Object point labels

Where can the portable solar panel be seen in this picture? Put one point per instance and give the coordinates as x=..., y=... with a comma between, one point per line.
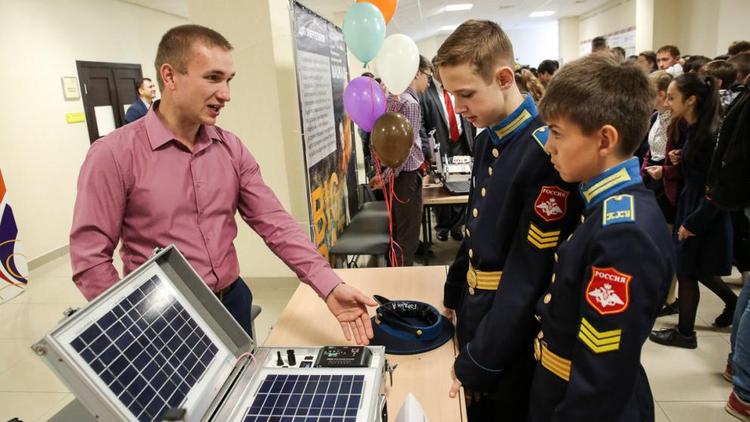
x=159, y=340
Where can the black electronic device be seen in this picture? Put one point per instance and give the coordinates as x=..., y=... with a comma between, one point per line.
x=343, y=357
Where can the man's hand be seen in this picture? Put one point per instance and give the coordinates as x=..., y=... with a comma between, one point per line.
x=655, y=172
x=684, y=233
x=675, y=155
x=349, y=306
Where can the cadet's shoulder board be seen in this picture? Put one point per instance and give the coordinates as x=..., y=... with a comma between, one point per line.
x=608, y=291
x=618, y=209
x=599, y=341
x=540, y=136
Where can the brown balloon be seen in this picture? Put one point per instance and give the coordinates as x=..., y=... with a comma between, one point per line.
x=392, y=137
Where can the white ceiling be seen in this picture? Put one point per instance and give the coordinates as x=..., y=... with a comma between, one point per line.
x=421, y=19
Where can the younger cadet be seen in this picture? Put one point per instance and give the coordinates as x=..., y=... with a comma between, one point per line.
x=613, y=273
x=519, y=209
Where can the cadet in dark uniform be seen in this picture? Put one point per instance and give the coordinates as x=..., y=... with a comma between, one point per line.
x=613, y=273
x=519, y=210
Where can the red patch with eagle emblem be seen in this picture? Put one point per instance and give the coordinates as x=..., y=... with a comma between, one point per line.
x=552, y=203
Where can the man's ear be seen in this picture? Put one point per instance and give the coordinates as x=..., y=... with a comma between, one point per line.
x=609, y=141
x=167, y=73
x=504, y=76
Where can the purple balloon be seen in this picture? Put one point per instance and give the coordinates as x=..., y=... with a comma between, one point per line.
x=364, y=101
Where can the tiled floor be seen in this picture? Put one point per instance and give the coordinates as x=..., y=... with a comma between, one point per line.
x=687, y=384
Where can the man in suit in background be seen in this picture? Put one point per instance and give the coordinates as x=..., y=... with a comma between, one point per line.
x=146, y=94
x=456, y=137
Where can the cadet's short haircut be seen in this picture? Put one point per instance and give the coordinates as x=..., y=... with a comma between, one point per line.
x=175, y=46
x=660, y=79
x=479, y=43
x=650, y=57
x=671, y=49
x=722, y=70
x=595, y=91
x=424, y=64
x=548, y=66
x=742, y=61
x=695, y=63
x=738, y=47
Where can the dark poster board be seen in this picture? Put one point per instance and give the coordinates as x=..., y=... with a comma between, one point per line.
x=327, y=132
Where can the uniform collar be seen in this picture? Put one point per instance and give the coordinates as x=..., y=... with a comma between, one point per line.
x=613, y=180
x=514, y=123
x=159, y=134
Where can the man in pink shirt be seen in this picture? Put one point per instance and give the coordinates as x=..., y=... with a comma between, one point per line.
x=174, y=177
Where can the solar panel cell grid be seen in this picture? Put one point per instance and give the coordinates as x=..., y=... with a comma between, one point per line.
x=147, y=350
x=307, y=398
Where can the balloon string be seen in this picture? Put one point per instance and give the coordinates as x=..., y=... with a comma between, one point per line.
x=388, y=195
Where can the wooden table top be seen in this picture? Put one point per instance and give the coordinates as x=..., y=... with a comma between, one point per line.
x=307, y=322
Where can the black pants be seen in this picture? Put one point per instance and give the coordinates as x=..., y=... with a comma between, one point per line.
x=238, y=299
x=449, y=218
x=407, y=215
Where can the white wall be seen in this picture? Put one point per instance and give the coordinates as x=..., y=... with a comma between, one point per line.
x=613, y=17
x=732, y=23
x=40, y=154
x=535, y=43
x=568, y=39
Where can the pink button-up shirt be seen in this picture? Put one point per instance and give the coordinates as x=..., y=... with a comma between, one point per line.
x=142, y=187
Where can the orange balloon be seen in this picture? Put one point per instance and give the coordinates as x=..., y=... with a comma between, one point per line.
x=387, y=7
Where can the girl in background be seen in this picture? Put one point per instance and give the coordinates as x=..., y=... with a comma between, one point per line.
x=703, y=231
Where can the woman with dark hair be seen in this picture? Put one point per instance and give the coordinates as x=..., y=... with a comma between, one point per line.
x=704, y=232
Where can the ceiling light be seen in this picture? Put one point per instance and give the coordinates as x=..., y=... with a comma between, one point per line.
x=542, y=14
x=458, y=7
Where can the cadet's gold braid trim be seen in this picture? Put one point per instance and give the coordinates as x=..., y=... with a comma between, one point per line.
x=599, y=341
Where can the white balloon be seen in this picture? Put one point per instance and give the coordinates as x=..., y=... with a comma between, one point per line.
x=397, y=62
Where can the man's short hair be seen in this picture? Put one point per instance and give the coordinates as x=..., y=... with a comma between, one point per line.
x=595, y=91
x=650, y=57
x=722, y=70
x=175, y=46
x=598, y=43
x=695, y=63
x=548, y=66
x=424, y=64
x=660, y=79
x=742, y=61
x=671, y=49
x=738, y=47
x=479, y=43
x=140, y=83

...

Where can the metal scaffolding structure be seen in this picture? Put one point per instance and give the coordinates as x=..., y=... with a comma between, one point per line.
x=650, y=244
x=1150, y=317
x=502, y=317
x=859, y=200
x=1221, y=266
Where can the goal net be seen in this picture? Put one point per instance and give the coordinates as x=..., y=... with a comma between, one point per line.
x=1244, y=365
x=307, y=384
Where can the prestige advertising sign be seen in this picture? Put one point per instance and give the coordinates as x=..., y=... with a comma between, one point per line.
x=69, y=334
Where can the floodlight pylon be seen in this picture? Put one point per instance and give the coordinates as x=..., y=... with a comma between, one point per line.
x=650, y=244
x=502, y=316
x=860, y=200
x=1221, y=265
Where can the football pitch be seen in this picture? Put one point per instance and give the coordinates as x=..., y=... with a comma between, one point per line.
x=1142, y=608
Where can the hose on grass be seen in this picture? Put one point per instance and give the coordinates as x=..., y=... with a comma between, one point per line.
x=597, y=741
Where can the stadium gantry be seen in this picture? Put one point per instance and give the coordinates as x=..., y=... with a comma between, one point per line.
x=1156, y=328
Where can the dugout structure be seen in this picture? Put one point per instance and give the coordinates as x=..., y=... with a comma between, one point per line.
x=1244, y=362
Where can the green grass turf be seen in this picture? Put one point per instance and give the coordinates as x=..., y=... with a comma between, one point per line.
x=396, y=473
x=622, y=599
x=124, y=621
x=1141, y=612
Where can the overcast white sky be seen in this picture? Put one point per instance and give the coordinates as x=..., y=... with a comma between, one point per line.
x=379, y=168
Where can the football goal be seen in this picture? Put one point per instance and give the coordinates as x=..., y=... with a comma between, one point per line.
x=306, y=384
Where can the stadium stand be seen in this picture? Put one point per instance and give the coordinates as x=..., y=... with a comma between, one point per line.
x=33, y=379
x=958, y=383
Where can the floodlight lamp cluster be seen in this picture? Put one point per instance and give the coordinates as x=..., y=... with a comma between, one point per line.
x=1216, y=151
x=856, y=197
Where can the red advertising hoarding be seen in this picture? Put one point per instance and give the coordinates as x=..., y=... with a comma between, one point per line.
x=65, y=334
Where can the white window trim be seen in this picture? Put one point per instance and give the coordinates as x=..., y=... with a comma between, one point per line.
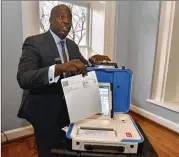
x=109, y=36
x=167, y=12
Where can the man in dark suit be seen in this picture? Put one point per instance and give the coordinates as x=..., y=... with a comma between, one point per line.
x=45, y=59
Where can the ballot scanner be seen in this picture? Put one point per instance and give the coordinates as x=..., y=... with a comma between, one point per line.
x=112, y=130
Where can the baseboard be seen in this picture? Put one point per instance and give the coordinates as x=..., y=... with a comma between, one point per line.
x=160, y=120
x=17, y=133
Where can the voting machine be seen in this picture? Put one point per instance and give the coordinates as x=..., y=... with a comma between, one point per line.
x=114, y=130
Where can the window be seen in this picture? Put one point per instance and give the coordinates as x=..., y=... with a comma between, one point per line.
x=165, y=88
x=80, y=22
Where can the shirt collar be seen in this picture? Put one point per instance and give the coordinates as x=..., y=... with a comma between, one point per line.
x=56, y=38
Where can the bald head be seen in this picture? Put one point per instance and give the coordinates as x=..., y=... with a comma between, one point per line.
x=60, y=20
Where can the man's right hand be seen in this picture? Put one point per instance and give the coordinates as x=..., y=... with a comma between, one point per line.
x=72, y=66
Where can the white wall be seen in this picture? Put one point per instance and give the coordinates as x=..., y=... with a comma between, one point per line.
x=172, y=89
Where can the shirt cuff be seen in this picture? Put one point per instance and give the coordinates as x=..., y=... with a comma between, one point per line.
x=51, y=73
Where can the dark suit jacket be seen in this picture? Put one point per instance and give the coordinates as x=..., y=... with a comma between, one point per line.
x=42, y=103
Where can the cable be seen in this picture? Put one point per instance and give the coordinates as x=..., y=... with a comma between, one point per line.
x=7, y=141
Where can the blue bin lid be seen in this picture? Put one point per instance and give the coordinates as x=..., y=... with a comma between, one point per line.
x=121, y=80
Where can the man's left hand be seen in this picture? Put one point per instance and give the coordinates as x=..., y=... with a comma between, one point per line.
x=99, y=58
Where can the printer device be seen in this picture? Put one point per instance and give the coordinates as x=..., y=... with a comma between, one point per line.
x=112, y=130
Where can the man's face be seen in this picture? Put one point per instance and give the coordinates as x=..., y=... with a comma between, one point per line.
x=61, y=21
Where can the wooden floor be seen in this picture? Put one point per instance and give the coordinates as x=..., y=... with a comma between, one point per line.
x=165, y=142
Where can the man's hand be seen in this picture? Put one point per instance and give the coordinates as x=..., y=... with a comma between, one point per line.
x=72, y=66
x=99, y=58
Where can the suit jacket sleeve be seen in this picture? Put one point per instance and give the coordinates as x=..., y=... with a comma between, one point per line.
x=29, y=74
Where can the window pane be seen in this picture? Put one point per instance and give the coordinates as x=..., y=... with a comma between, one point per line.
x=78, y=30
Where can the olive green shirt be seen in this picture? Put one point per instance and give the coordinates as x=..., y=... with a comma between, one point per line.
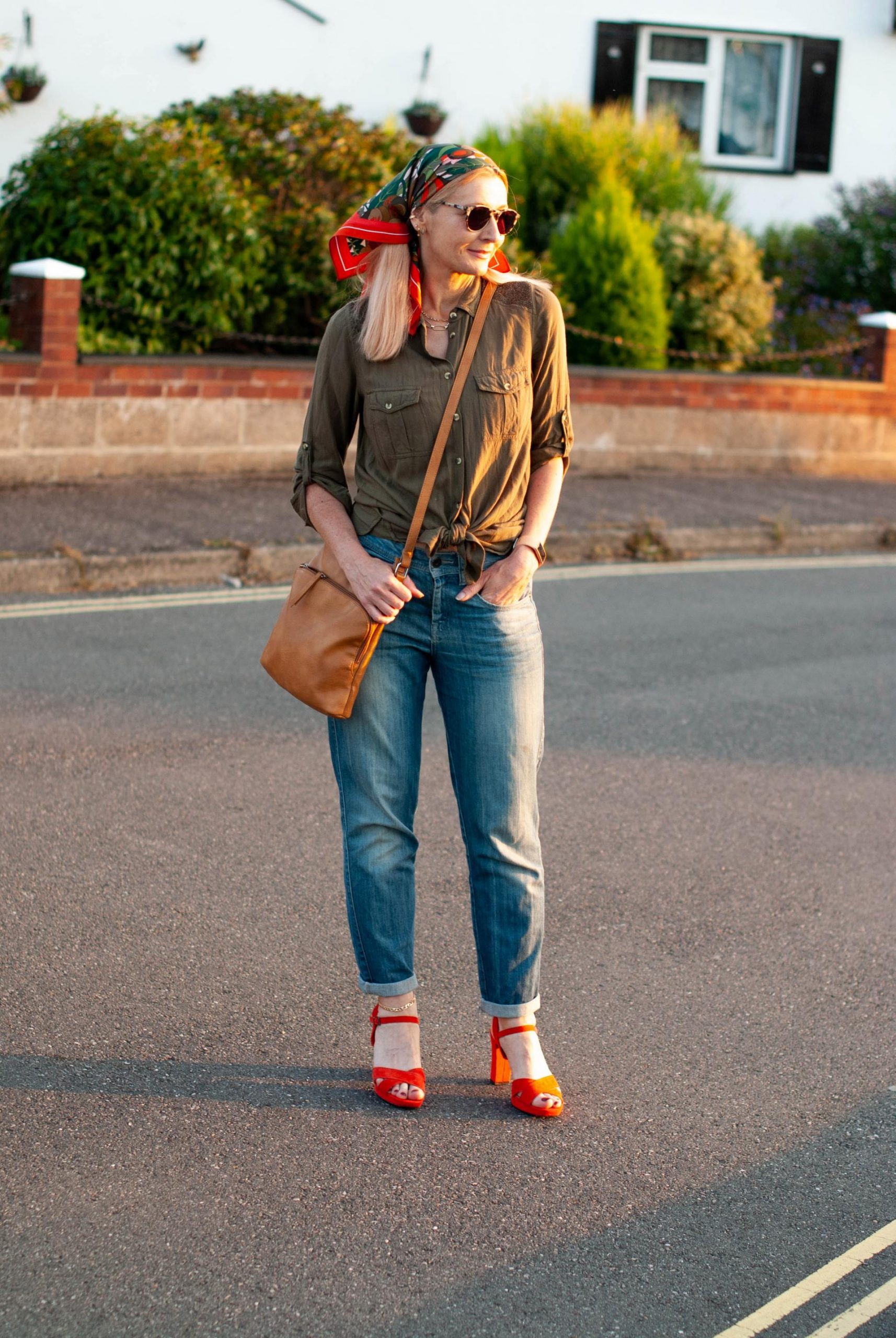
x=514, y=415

...

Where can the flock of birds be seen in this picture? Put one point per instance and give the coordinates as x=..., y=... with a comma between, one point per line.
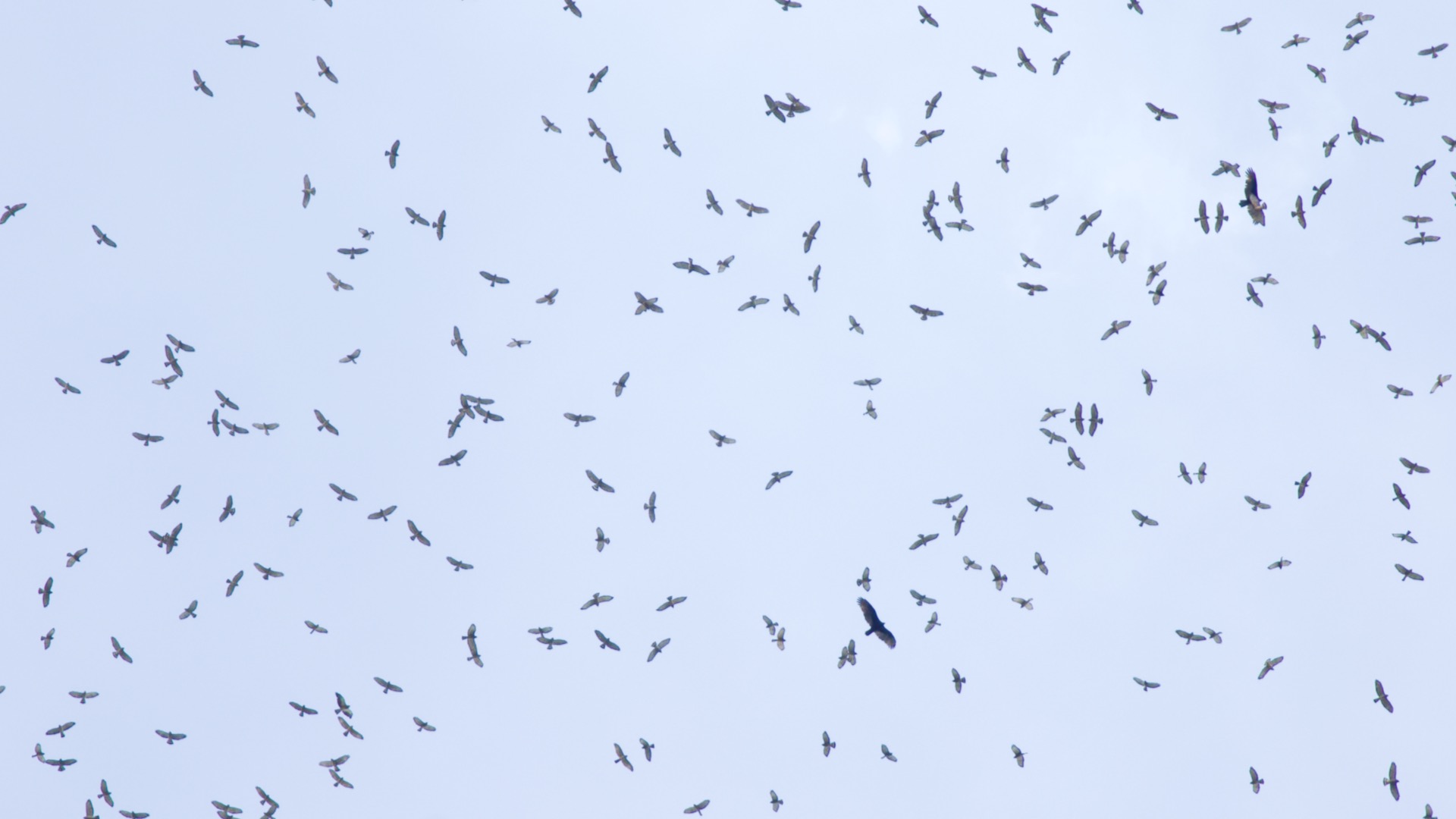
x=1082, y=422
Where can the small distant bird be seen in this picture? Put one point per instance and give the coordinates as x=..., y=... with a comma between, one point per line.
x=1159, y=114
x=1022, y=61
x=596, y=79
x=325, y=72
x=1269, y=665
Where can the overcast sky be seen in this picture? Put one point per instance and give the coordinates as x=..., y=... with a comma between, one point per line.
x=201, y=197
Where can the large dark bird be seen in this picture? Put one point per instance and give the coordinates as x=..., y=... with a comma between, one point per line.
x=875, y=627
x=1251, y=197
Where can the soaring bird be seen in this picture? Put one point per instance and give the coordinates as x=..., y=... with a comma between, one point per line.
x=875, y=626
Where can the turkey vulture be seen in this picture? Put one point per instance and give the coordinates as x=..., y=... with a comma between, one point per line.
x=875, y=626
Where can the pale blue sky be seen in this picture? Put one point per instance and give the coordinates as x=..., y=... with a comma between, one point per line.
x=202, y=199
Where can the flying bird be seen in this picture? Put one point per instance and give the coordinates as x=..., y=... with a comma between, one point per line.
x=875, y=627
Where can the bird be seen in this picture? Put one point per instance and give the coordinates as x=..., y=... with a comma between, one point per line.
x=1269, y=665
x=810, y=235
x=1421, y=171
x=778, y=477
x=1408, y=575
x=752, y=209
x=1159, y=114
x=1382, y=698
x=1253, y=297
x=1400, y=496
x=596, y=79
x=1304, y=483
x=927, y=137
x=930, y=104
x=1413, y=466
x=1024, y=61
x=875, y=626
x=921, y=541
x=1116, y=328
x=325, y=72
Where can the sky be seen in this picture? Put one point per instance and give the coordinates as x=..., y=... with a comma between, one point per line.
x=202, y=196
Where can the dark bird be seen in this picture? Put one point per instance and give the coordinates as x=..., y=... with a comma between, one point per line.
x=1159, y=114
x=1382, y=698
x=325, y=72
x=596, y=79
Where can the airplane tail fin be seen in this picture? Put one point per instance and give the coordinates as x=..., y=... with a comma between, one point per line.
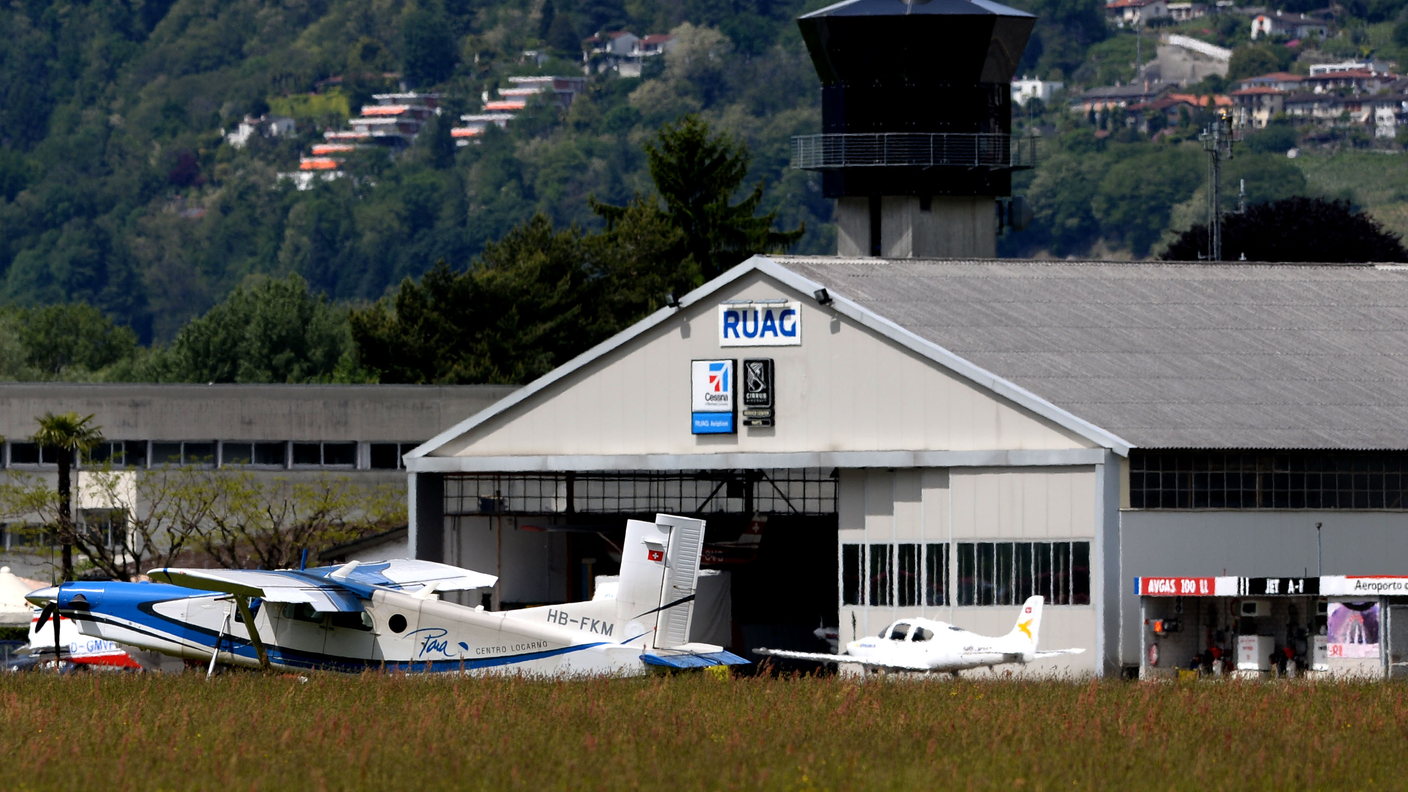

* _TASK DIRECTIONS_: Give the part of the material above that opens with the line containing "Where can the younger" and closes with the line containing "x=174, y=177" as a JSON list of strings, one string per line, with blank lines left out. Include only those lines.

* _FINAL ANSWER_:
[
  "Where can the younger cadet be seen in this picture? Put one point per instance and give the coordinates as x=..., y=... with a comma between, one point per line.",
  "x=613, y=273",
  "x=519, y=209",
  "Where can the cadet in dark uniform be seen in this picture? Put one point per instance and give the coordinates as x=..., y=... with a comma between, one point per line.",
  "x=613, y=273",
  "x=519, y=210",
  "Where can the red patch with eagle emblem be seen in this picture? Put one point per instance and give the coordinates as x=..., y=... with a comma between, one point per line.",
  "x=552, y=203",
  "Where can the man's ear be seen in this picture? Put one point per instance and give the coordinates as x=..., y=... with a comma between, one point per line.",
  "x=609, y=141",
  "x=167, y=73",
  "x=504, y=76",
  "Where can the purple balloon be seen in this picture? Put one point per instance and give the coordinates as x=..., y=... with a comma between, one point per line.",
  "x=364, y=101",
  "Where can the tiled floor be seen in this picture? Put one point per instance and give the coordinates as x=..., y=... with a comma between, one point per line.",
  "x=687, y=384",
  "Where can the man in suit in background be seen in this picture? Put one point per instance and give the coordinates as x=..., y=... with a comma between, one point per line.",
  "x=146, y=94",
  "x=456, y=137",
  "Where can the cadet's short haircut be seen in this picture? Put one point per instance and give the coordinates as x=..., y=... with a comma between, one point per line.",
  "x=175, y=46",
  "x=660, y=79",
  "x=479, y=43",
  "x=650, y=57",
  "x=671, y=49",
  "x=722, y=70",
  "x=595, y=91",
  "x=424, y=64",
  "x=548, y=66",
  "x=742, y=61",
  "x=695, y=63",
  "x=738, y=47",
  "Where can the dark poster board be seen in this picture? Put one point per instance and give the coordinates as x=..., y=... with a comma between, one point per line.",
  "x=327, y=132",
  "Where can the uniform collar be seen in this picture? Put one point per instance and give the coordinates as x=..., y=... with a comma between, one point per line.",
  "x=613, y=180",
  "x=514, y=123",
  "x=159, y=134",
  "Where can the man in pink shirt be seen in this picture? Put one point per instance and give the coordinates as x=..., y=... with a comma between, one point per line.",
  "x=174, y=177"
]